> [EXERCISE] Reproduce every line that appears below, precisely and completely.

· · · · ·

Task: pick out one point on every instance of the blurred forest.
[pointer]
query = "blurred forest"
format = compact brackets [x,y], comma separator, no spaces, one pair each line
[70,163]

· · · · ·

> [TASK SOLUTION]
Task: pick out one point on every instance of the blurred forest.
[pointer]
query = "blurred forest"
format = compact brackets [x,y], comma separator, no spaces, one pair each line
[70,163]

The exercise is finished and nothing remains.